> _EXERCISE DIRECTIONS_: Every line in the listing is to be echoed verbatim.
────────
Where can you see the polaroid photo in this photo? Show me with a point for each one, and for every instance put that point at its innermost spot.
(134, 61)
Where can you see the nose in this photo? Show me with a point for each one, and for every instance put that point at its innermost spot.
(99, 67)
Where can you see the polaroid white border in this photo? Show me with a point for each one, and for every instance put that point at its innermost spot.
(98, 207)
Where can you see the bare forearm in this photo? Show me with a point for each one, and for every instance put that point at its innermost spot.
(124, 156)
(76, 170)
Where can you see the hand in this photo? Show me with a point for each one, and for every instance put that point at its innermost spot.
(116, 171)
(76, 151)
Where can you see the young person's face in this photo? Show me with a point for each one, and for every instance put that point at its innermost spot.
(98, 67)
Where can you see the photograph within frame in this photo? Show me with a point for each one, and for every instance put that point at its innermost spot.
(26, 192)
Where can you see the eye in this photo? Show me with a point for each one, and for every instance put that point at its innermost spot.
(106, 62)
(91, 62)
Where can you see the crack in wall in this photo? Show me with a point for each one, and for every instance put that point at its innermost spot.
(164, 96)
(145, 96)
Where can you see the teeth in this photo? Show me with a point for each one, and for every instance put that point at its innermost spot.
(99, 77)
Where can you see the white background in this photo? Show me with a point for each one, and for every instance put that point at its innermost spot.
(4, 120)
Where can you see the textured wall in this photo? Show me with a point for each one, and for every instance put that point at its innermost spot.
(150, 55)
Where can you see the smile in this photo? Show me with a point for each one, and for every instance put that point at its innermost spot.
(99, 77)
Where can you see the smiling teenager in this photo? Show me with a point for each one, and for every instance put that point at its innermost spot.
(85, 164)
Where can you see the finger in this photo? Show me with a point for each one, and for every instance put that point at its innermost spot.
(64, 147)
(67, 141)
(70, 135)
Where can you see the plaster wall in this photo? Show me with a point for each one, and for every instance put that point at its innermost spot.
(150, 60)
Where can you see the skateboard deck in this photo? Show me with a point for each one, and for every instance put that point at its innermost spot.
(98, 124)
────────
> _FINISHED TASK_:
Where can you see the polaroid photo in this photo? Show me with a point for each one, and for every instance put that point at its innermost spot.
(134, 61)
Where can you see the nose in this photo? Show me with a point for each one, and for every instance put that point at its innermost spot.
(99, 67)
Where can you see the polaroid white border in this photo? Show me with a point for each one, and for every instance put that point at its innermost spot.
(98, 207)
Where can you see the bare forearm in this photo? Show me with a point for each one, and for every instance put that point at its innermost spot.
(124, 156)
(76, 170)
Where can you see the hand in this photo? Show me with a point for each one, and for every instance put that point at its innermost spot.
(116, 171)
(76, 151)
Where can you see the young person's face in this photo? Show me with a point for each one, and for every instance put that point at its innermost spot.
(98, 67)
Where can you see the photograph within frame in this photo? Show me with a point for each one, and for every instance put that point at its innermost spot.
(26, 192)
Where can you see the eye in this photo? Show me with a point for each one, and for every instance put that point at its innermost spot.
(106, 62)
(91, 62)
Where can you see the crack in wall in this photo? Show me with a point for each one, and for every instance put that point at its innermost spot.
(164, 96)
(145, 96)
Where can you see the teeth in this photo? Show me with a point for each one, and for every instance put that point at its innermost spot.
(99, 77)
Where can you see the white background in this photo? Show me with a point for each one, and for every instance put that point at its innermost spot.
(4, 120)
Where can you see the textured wall in this photo? Show me with a point for each one, and for every instance put that point at its innermost spot.
(150, 55)
Where can you see the smile in this photo? Show me with a point for each one, and for every instance put that point at its innermost spot.
(99, 77)
Where can you see the smiling teenager in this photo? Show me with a point for each one, and for every instance put that point at its innermost spot.
(85, 164)
Where can you see the finger in this photo? Show me with a point for each one, and for every instance put that point at its innermost spot.
(64, 147)
(67, 141)
(70, 135)
Where can you see the plaster wall in this photo? Show me with a point for each one, and for every instance put that point at its innermost spot.
(150, 60)
Where can you see the skateboard deck in this photo? Show me with a point for each one, and for every instance put that point at its innermost spot.
(98, 124)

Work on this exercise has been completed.